◆ YOUR GOAL
All the data below goes into the copy word for word, but the pictures don't.

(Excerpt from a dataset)
++++++++

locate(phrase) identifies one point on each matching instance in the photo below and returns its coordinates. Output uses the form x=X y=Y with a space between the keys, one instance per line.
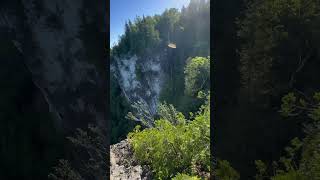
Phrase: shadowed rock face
x=140 y=78
x=62 y=44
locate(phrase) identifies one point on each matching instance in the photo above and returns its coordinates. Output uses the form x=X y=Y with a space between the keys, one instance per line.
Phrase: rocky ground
x=124 y=166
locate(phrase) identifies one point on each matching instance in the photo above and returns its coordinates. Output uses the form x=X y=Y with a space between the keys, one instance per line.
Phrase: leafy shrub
x=197 y=75
x=185 y=177
x=175 y=144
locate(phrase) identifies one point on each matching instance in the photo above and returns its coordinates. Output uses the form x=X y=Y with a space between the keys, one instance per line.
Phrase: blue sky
x=123 y=10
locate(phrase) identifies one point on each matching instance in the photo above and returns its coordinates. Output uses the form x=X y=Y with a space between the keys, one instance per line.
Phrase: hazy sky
x=123 y=10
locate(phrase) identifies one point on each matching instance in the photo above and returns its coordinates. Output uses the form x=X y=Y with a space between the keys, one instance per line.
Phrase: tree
x=197 y=75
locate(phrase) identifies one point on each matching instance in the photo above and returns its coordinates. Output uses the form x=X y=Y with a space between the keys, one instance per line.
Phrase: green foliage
x=302 y=160
x=291 y=175
x=197 y=75
x=185 y=177
x=277 y=43
x=224 y=171
x=174 y=144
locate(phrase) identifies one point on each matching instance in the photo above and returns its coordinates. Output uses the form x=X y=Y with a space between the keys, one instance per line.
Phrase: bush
x=185 y=177
x=179 y=146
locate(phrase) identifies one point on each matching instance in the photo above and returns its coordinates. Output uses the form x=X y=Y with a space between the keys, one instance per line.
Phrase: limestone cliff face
x=140 y=78
x=63 y=46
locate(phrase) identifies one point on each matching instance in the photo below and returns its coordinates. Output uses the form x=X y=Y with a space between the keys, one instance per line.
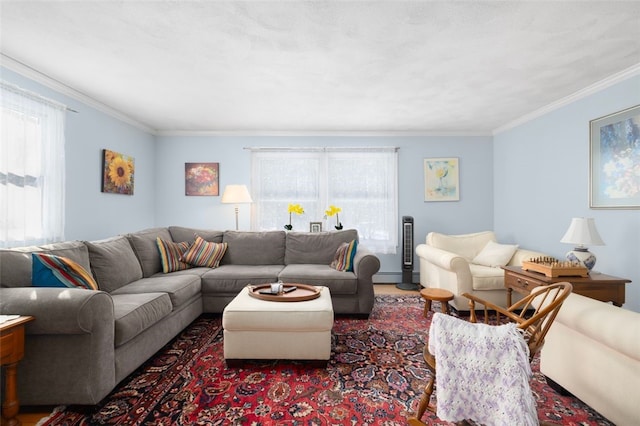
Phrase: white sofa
x=446 y=262
x=593 y=351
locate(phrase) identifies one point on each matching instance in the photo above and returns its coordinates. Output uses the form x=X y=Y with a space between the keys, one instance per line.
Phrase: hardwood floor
x=31 y=419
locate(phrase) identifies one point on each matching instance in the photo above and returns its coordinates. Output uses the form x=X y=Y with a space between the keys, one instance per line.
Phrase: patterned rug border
x=375 y=377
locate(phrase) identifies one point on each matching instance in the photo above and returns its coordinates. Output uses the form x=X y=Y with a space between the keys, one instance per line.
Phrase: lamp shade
x=582 y=231
x=236 y=194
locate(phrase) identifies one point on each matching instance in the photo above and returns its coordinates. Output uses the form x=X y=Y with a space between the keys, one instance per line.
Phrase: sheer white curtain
x=361 y=181
x=31 y=168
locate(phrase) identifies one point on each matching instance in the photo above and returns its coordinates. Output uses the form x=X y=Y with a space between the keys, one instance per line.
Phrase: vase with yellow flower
x=293 y=208
x=334 y=211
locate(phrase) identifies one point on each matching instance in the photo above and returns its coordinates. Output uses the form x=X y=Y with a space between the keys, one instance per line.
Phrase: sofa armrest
x=442 y=269
x=365 y=263
x=611 y=326
x=59 y=310
x=443 y=259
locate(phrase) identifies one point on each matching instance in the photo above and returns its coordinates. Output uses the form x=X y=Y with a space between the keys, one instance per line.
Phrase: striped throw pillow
x=205 y=253
x=48 y=270
x=171 y=254
x=343 y=259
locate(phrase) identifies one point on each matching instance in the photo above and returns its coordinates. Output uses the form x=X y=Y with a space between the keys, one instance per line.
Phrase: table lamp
x=582 y=231
x=236 y=194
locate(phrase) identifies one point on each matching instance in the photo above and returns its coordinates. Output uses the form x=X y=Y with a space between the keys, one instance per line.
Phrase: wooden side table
x=12 y=351
x=605 y=288
x=436 y=294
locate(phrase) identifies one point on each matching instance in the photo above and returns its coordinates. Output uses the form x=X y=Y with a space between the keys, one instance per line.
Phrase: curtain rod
x=34 y=96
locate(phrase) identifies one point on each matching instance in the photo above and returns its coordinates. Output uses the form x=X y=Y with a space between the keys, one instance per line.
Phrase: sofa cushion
x=230 y=279
x=145 y=246
x=135 y=313
x=204 y=253
x=181 y=288
x=494 y=254
x=486 y=277
x=180 y=233
x=19 y=274
x=322 y=275
x=343 y=259
x=465 y=245
x=171 y=254
x=315 y=247
x=113 y=262
x=50 y=270
x=254 y=248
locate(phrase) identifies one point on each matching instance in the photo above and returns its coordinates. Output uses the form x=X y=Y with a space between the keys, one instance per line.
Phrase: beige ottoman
x=260 y=329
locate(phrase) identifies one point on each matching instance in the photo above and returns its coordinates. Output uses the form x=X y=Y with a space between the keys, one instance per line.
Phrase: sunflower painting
x=117 y=173
x=201 y=178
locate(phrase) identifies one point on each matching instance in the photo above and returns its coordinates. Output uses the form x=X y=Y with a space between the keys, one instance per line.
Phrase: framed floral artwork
x=118 y=172
x=614 y=154
x=201 y=178
x=315 y=226
x=441 y=182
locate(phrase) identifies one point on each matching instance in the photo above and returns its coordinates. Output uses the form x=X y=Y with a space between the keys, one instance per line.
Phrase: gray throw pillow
x=113 y=263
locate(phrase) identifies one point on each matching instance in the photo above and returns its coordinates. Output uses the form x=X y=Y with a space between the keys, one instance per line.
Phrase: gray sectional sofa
x=84 y=342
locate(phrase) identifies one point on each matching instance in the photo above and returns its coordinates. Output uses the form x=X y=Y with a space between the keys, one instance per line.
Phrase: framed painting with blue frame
x=441 y=179
x=614 y=156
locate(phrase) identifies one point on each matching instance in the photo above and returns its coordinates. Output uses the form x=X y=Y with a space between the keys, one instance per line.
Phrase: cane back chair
x=533 y=314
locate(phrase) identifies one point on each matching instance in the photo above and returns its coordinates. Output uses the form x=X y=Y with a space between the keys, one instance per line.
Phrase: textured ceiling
x=326 y=66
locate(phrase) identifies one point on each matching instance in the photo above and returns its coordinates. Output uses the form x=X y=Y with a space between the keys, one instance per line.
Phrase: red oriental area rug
x=375 y=377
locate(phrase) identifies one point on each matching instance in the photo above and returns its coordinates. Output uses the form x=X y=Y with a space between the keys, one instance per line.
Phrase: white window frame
x=32 y=168
x=362 y=181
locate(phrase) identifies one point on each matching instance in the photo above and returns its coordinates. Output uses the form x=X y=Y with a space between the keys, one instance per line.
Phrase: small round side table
x=436 y=294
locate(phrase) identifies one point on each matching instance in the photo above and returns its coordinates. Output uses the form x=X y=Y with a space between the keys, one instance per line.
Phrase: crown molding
x=335 y=133
x=50 y=82
x=580 y=94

++++++++

◆ COMPLETE OUTPUT
locate(phrase) identifies one point on each matching instance in the photo below and returns its coordinates. Output uses the form x=X y=Y with a space between the keys, one instance per line.
Phrase: shadowed rock face
x=140 y=78
x=62 y=44
locate(phrase) identifies one point on each matching instance in the photo above and returns its coordinates. Output uses the form x=X y=Y with a space between the keys, one instance per line.
Phrase: rocky ground
x=124 y=166
locate(phrase) identifies one point on each matching instance in the photo above and returns its coordinates. Output uses the form x=X y=Y with a space between the keys, one instance per line.
Phrase: leafy shrub
x=197 y=75
x=185 y=177
x=175 y=144
locate(phrase) identifies one point on each matching instance in the photo above and returns its coordinates. Output uses the form x=X y=Y with a space between the keys, one instance per line.
Phrase: blue sky
x=123 y=10
locate(phrase) identifies one point on each matching instance in the photo above and returns its coordinates. Output uses the form x=X y=Y with a space between the keys, one instance per line.
Phrase: hazy sky
x=123 y=10
locate(phrase) identifies one point on each matching instance in the photo above and returns its coordinates. Output uses the form x=X y=Y with a space between the keys, one instance per line.
Phrase: tree
x=197 y=75
locate(phrase) identifies one point on each matching instance in the photo above and returns its coordinates. Output uses the form x=X y=Y with a space between the keys, one instance per line.
Phrase: green foliage
x=302 y=160
x=291 y=175
x=197 y=75
x=185 y=177
x=277 y=43
x=224 y=171
x=174 y=144
locate(phrase) identifies one point on each matching instance in the photo above and returns its coordinates. Output uses the form x=X y=Y with a space between the keys, one instance per line.
Phrase: bush
x=185 y=177
x=179 y=146
locate(phrase) identifies one point on each matching instance in the photo above and returns its coordinates. Output uses the form x=X y=Y with a space between the keys, one instance per line.
Phrase: limestone cliff face
x=140 y=78
x=63 y=46
locate(phrase) identifies one point on each matching instance in the photo below and returns its coordinates. Output uses the form x=X y=Y with a space between the keys, one instance per line.
Phrase: white sofa
x=446 y=262
x=593 y=351
locate(phrase) identifies one point on each matching instance in the photo above and returns its coordinates. Output uses the form x=X y=Y with a space between the keys, one instance per line.
Phrase: hardwood floor
x=31 y=419
locate(phrase) identifies one point on each matching instance in the photo above and returns its coordinates. Output uses the form x=X y=Y with a space between the keys, one instance per line.
Phrase: patterned rug border
x=375 y=377
locate(phrase) identifies one point on each matching instance in the photo above and returns its coordinates. Output uses the form x=X y=Y with a space between the keys, one instance per line.
Phrase: lamp shade
x=582 y=231
x=236 y=194
locate(phrase) identifies one point on each matching instance in the photo above and returns its coordinates. Output uses the form x=X y=Y with a space between the keys, one instance per line.
Phrase: sheer white curtain
x=361 y=181
x=31 y=168
locate(phrase) identifies one point on each matching instance in the photo above and returns its coordinates. Output uses the form x=X y=Y with a space between the keys, one instance per line.
Phrase: vase with yellow flower
x=293 y=208
x=334 y=211
locate(phrase) identifies one point on each matching instance in the photo above and returns its coordinates. Output uses the form x=X y=Y with a space between the keys, one instance per line.
Phrase: sofa armrest
x=442 y=269
x=365 y=263
x=611 y=326
x=59 y=310
x=443 y=259
locate(phrase) identifies one point on each matching instance in the photo above and returns its coordinates. Output uses the form x=X y=Y with a space between the keys, one instance per line.
Phrase: striped throw pillow
x=205 y=253
x=48 y=270
x=171 y=254
x=343 y=259
locate(phrase) identifies one point on each matching instance in the photo above and returns its coordinates. Output uses the form x=X y=Y with a space between the keys, one instance per line.
Phrase: table lamp
x=582 y=231
x=236 y=194
locate(phrase) identifies one point on each matching instance in the photo above and returns its coordinates. Output uses the form x=X y=Y with a space between the keys, one instance per line.
Phrase: wooden side table
x=12 y=351
x=605 y=288
x=436 y=294
locate(phrase) identifies one point on each matching instance in the photo above and returns its coordinates. Output uses the form x=X y=Y with a space between the keys, one instance per line.
Phrase: curtain rod
x=34 y=96
locate(phrase) identifies one point on each matching instance in the photo above and returns its coordinates. Output uses the form x=X y=Y with a space between the keys, one instance per line.
Phrase: sofa cushion
x=230 y=279
x=145 y=246
x=135 y=313
x=204 y=253
x=181 y=288
x=494 y=254
x=486 y=277
x=180 y=233
x=19 y=274
x=322 y=275
x=343 y=259
x=465 y=245
x=171 y=254
x=315 y=247
x=113 y=262
x=50 y=270
x=254 y=248
locate(phrase) identifies one point on each matching instance in the photo above and returns its coordinates. Output uses the form x=X y=Y with a space between the keys, one instance per line.
Phrase: beige ottoman
x=260 y=329
locate(phrase) identifies one point on each matching instance in the photo above and returns its coordinates. Output uses the form x=X y=Y with a space between the keys, one instance per line.
Phrase: sunflower painting
x=117 y=173
x=201 y=178
locate(phrase) identifies one point on each matching instance in the photo above and returns its coordinates. Output uses the form x=X y=Y with a space between the keys, one instance per line.
Phrase: framed floral artwork
x=118 y=172
x=614 y=154
x=201 y=178
x=315 y=226
x=441 y=182
locate(phrase) identifies one point on each matching instance in the photo above and returns its coordinates. Output uses the form x=X y=Y with a space between the keys, one instance per line.
Phrase: gray throw pillow
x=113 y=263
locate(phrase) identifies one point on each matching instance in the photo above and returns its coordinates. Output uses the form x=X y=Y with a space between the keys, one instance per line.
Phrase: gray sectional sofa
x=84 y=342
locate(phrase) identifies one point on each matching instance in the photo above and returns its coordinates. Output uses the form x=X y=Y with a space between the keys, one instance per line.
Phrase: framed painting with blue frame
x=441 y=179
x=614 y=156
locate(phrase) identifies one point on each matching instance in the photo above and returns its coordinates. Output uses the form x=X y=Y with a space between the keys, one instance per line.
Phrase: cane back chair
x=533 y=314
locate(phrase) identifies one point on each matching instance in the photo above and returns its coordinates. Output uses the form x=X y=Y with a space between the keys, one instance per line.
Phrase: textured ceiling
x=326 y=66
locate(phrase) identifies one point on each matching instance in the photo above and returns its coordinates. Output uses the form x=X y=Y with a space between the keys, one instance per line.
Phrase: red oriental area rug
x=375 y=377
locate(phrase) identifies one point on each matching instance in the photo above and returns its coordinates. Output uses the form x=X y=Y with a space between the keys, one instance per line.
Phrase: white window frame
x=32 y=168
x=362 y=181
locate(phrase) identifies one point on each matching instance in the photo above and returns its coordinates. Output uses the form x=X y=Y with a space between the keys, one instance per line.
Phrase: small round side table
x=436 y=294
locate(phrase) identifies one point on each matching instance in the photo above and returns its coordinates. Output uses the form x=X y=Y with a space between the keys, one instance per line.
Phrase: crown molding
x=335 y=133
x=50 y=82
x=580 y=94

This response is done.